Cependant ni les vains raisonnements de ces hommes, ni les livres qui sont pour eux, non pas des livres révélateurs mais sûrement des livres menteurs, ne leur permettent de croire que le Christ soit né sous l'empire des astres, parce qu'à sa naissance les Mages virent une étoile en Orient. Cette apparition prouve au contraire que loin d'être dominé par elle, le Christ dominait cette étoile. Aussi ne suivait-elle point dans le ciel la route ordinaire des étoiles, puisqu'elle conduisit jusqu'au lieu même où venait de naître le Christ ceux qui le cherchaient pour l'adorer. Ce n'est donc pas à elle qu'on doit rapporter la vie admirable du Christ, c'est au Christ plutôt qu'il faut attribuer la merveille de son apparition; elle ne fut point l'auteur des miracles du Christ, le Christ montra au contraire qu'elle était un de ses miracles. Fils du Père, c'est lui qui a formé le ciel et la terre; comme Fils de sa mère, il fit briller dans le ciel un nouvel astre aux yeux de la terre. Si une nouvelle étoile répandit à sa naissance une lumière nouvelle, l'antique lumière du monde s'éclipsa à sa mort dans le soleil même. Les cieux à sa naissance rayonnèrent d'une gloire nouvelle, comme les enfers à sa mort furent saisis d'une nouvelle frayeur, comme les disciples à sa Résurrection se sentirent embrasés d'un nouvel amour, comme en s'ouvrant à son Ascension l'empyrée lui rendit un hommage nouveau.

Ainsi donc célébrons avec pompe et avec dévotion le jour où le Christ fut reconnu et adoré des Mages de la gentilité (1); comme nous célébrions cet autre jour où les pasteurs de la Judée vinrent le contempler après sa naissance (2). C'est lui, le Seigneur notre Dieu, qui a choisi dans la Judée des pasteurs, c'est-à-dire ses Apôtres, afin de recueillir par eux les pécheurs de la gentilité pour les sauver.

1. Mt 11,1-11 - 2. Lc 2,8-20




200

SERMON CC. POUR L'ÉPIPHANIE. II. GRANDEUR DU CHRIST.

ANALYSE. - Tout ici proclame la grandeur du Christ. C'est d'abord l'adoration des Mages et l'apparition de l'étoile miraculeuse; c'est en second lieu la frayeur d'Hérode qui tremble sur son trône, au lieu que plus sages aujourd'hui les rois de la terre sont devenus les serviteurs du Christ; c'est en troisième lieu le témoignage que les Juifs rendent au Messie, quoiqu'ils condamnent pu là leur propre conduite; c'est enfin l'union que Jésus commence à former, en se les attachant, entre les Juifs fidèles et les gentils qui se convertissent.

— Travail à faire —
1. Reprenez en entier les lignes de données, de celle qui contient « boxes for player's » jusqu'à la dernière incluse, en décalant de 81 chaque coordonnée des cadres donnés en réponse. Ne modifiez pas les modèles de format.
2. Prolongez le texte sur l'Épiphanie à la suite de sa dernière phrase.

Lignes de données

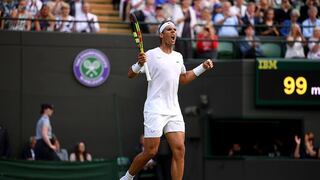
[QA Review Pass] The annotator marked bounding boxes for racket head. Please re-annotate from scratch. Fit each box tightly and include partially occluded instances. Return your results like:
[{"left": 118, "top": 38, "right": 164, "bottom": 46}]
[{"left": 129, "top": 12, "right": 143, "bottom": 51}]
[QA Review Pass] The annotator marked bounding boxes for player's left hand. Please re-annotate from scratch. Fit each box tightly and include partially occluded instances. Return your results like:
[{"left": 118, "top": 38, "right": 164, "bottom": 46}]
[{"left": 202, "top": 59, "right": 214, "bottom": 70}]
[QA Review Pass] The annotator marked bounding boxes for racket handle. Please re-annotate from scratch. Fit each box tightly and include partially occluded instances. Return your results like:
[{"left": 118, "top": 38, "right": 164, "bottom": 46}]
[{"left": 144, "top": 63, "right": 151, "bottom": 81}]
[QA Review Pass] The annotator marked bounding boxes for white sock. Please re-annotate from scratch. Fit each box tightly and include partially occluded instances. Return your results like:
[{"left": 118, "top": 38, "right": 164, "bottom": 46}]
[{"left": 120, "top": 171, "right": 134, "bottom": 180}]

— Réponses ci-dessous —
1.
[QA Review Pass] The annotator marked bounding boxes for player's left hand. Please re-annotate from scratch. Fit each box tightly and include partially occluded instances. Return your results like:
[{"left": 118, "top": 38, "right": 164, "bottom": 46}]
[{"left": 283, "top": 140, "right": 295, "bottom": 151}]
[QA Review Pass] The annotator marked bounding boxes for racket handle. Please re-annotate from scratch. Fit each box tightly and include partially occluded instances. Return your results like:
[{"left": 118, "top": 38, "right": 164, "bottom": 46}]
[{"left": 225, "top": 144, "right": 232, "bottom": 162}]
[QA Review Pass] The annotator marked bounding boxes for white sock. Please re-annotate from scratch. Fit each box tightly and include partially occluded instances. Return your results like:
[{"left": 118, "top": 38, "right": 164, "bottom": 46}]
[{"left": 201, "top": 252, "right": 215, "bottom": 261}]

2.
1. Des Mages sont venus d'Orient pour adorer l'Enfant de la Vierge. Voilà le motif de la fête d'aujourd'hui, voilà pourquoi cette solennité et ce discours, qui sont pour nous une dette. Les Mages virent d'abord ce jour; devant nous il est ramené chaque année par la fête. Ils étaient les premiers de la gentilité; nous en sommes le peuple. Nous avons été (182) instruits par la langue des Apôtres; ils le furent, eux, par une étoile, interprète du ciel. Les mêmes Apôtres, comme s'ils eussent été le ciel, nous ont raconté la gloire de Dieu (1). Pourquoi d'ailleurs ne verrions-nous pas en eux le ciel, puisqu'ils sont devenus le trône de Dieu, conformément à ces paroles de l'Ecriture: «L'âme du juste est le siège de la sagesse (2)?» N'est-ce point dans ce ciel que Celui qui a créé et qui habite le ciel, a fait retentir son tonnerre et trembler l'univers entier, lequel maintenant est croyant?

O mystère étonnant! Il était couché dans une crèche, et d'Orient il amenait les Mages; il était caché au fond d'une étable, et proclamé du haut du ciel, afin qu'ainsi proclamé dans le ciel on le reconnût dans l'étable, ce qui a fait donner à ce jour le none d'Epiphanie, c'est-à-dire manifestation. Ainsi mettait-il en relief et sa grandeur et son humilité; car si les astres le révélaient au loin dans le ciel, il fallait le chercher pour le trouver dans un étroit réduit; et s'il était faible dans ce petit corps et enveloppé des langes de l'enfance, il n'en était pas moins adoré par les Mages et redouté des méchants.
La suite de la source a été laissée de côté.